*** Opening Entries shown ***
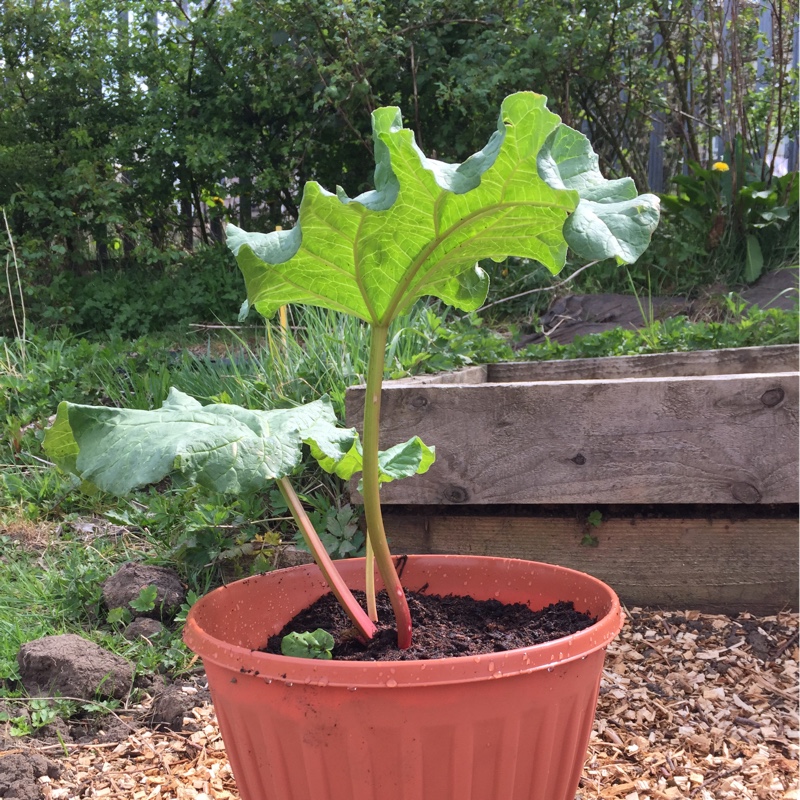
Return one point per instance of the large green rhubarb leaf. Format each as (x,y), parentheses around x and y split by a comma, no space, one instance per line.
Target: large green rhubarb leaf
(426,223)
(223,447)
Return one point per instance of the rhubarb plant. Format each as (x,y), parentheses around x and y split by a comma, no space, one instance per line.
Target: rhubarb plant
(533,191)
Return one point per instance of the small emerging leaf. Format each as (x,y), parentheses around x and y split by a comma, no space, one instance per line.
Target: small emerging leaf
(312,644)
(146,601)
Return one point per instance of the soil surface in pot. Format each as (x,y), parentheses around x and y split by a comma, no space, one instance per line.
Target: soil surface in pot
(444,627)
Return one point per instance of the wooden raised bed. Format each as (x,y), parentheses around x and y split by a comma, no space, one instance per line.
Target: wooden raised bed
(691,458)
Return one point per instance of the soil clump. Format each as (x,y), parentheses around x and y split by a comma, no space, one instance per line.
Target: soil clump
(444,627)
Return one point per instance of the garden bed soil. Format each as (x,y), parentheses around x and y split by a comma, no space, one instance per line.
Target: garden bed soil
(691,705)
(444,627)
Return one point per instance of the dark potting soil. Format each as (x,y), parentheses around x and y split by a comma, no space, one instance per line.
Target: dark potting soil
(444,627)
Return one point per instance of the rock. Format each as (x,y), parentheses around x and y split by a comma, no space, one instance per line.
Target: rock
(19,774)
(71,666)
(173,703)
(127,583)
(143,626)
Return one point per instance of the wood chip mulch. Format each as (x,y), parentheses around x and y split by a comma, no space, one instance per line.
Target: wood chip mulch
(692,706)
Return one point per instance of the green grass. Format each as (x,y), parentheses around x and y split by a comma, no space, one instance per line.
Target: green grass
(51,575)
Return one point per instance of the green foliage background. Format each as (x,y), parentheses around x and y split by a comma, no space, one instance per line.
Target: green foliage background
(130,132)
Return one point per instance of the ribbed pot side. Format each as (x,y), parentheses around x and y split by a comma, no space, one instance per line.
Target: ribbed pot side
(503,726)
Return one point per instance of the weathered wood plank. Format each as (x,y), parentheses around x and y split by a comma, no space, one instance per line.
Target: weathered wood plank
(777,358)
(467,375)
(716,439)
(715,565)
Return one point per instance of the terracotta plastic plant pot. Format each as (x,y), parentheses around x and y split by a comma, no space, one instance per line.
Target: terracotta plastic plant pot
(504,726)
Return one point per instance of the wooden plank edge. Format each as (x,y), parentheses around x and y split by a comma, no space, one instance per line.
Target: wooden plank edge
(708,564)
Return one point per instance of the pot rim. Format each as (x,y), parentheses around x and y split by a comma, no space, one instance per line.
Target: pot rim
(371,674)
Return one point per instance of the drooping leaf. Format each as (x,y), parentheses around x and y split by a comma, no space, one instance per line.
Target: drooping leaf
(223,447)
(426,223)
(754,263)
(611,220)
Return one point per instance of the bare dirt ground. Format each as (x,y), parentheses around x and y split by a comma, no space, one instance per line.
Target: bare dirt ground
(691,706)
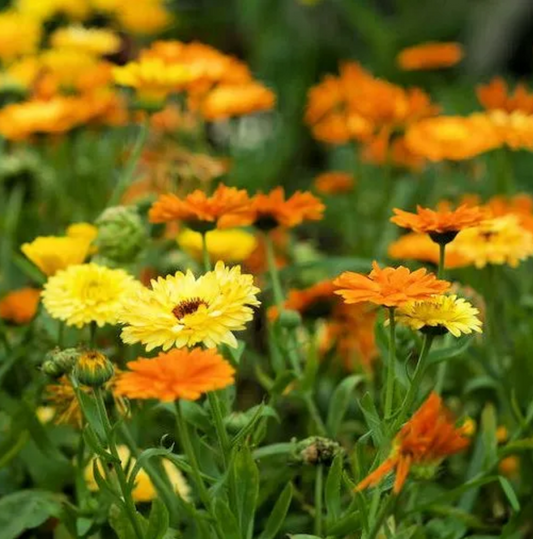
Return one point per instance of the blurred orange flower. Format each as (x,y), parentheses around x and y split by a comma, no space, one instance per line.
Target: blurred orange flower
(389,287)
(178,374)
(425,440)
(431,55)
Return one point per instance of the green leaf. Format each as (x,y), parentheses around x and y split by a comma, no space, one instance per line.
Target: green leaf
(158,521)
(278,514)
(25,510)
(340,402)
*** Closing Entries shown ***
*** Opening Entries shown ***
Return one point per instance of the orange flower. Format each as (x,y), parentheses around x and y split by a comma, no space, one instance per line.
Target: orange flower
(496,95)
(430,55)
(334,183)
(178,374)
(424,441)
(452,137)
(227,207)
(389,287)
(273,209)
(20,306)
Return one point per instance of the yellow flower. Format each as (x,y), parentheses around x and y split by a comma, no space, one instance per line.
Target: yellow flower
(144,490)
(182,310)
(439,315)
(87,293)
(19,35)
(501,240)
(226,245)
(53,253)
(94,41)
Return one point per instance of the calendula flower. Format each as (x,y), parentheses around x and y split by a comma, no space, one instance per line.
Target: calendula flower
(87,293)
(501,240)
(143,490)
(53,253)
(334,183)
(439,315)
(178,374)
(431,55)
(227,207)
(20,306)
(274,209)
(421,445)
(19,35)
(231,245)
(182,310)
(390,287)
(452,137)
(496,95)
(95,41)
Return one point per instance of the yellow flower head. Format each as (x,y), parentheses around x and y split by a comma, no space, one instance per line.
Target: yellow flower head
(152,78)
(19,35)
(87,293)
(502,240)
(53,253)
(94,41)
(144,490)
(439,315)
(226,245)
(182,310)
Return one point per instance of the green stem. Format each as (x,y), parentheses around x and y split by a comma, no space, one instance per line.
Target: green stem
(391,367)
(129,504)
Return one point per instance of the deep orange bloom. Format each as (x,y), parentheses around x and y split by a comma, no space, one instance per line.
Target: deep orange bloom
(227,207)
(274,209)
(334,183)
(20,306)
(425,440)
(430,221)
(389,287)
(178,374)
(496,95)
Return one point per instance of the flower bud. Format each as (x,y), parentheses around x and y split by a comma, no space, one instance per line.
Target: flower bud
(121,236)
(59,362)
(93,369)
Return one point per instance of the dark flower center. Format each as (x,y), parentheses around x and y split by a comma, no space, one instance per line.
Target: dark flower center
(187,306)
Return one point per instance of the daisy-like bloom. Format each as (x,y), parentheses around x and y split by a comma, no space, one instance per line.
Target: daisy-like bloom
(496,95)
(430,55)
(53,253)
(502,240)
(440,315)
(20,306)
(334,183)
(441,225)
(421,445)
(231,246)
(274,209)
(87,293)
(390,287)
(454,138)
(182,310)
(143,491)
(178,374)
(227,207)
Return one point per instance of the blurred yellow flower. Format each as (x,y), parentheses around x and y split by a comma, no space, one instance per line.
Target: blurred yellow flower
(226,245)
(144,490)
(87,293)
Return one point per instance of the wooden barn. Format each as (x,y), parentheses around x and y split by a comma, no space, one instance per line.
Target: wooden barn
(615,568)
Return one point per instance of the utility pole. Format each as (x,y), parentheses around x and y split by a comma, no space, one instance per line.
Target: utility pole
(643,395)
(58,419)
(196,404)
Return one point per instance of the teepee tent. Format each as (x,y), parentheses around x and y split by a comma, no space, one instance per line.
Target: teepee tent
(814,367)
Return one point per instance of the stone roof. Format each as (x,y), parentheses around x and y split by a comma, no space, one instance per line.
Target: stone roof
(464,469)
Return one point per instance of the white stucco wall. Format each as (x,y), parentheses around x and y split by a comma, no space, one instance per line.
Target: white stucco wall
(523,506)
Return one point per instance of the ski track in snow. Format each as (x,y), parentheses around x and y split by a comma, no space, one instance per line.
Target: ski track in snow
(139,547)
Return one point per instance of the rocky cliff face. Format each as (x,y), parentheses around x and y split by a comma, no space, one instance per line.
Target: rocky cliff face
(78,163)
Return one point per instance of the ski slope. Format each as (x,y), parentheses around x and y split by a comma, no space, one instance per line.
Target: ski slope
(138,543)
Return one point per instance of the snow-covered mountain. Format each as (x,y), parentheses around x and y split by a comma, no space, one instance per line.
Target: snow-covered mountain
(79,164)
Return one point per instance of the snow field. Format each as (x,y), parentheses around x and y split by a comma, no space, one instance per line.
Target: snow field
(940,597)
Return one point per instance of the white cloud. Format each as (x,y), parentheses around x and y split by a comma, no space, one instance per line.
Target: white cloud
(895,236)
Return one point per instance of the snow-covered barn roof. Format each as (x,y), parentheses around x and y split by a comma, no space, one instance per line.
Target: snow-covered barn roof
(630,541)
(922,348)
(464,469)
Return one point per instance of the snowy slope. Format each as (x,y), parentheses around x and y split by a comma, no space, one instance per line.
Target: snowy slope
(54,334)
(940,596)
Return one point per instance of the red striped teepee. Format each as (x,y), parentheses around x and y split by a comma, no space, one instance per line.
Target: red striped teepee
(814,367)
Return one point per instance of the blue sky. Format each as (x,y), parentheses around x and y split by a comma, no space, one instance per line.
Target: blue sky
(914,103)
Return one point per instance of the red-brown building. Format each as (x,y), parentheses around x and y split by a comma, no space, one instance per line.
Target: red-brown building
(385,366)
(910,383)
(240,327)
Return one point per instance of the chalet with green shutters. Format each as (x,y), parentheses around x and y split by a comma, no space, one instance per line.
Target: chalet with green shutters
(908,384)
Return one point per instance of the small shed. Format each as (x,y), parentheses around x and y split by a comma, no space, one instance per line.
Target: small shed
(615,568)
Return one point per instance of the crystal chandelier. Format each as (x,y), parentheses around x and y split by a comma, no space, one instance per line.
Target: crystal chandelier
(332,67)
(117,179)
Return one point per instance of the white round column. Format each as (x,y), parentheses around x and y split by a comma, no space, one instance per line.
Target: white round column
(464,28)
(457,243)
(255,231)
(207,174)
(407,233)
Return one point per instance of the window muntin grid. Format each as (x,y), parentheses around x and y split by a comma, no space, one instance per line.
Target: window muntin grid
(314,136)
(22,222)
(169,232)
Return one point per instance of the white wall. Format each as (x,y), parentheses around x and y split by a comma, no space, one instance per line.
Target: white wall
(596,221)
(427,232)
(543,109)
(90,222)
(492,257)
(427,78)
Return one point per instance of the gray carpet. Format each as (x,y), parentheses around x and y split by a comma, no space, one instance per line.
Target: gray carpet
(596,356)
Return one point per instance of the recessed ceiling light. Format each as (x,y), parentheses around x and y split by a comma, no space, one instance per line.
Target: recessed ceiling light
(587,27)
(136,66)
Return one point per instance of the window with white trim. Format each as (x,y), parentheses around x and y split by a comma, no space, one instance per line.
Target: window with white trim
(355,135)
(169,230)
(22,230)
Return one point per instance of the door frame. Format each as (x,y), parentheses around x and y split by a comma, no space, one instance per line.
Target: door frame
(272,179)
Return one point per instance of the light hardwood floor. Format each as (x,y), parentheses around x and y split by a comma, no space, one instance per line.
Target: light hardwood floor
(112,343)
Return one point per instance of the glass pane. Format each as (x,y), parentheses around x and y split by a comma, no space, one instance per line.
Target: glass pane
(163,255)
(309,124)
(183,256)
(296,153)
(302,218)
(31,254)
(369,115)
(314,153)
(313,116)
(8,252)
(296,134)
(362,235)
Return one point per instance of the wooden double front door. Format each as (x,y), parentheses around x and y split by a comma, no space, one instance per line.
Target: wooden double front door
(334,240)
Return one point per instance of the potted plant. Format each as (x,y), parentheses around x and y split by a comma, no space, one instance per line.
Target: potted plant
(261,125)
*** Closing Entries shown ***
Transcribe the records above from the line holding "Target: blurred orange flower" down to the line holding "Return one point per instance of the green leaf.", inclusive, without adding anything.

Target: blurred orange flower
(389,287)
(178,374)
(425,440)
(431,55)
Return one point per instance of the green leaf. Format each as (x,y), parentheses around x and y split by a comma, no space, one instance per line.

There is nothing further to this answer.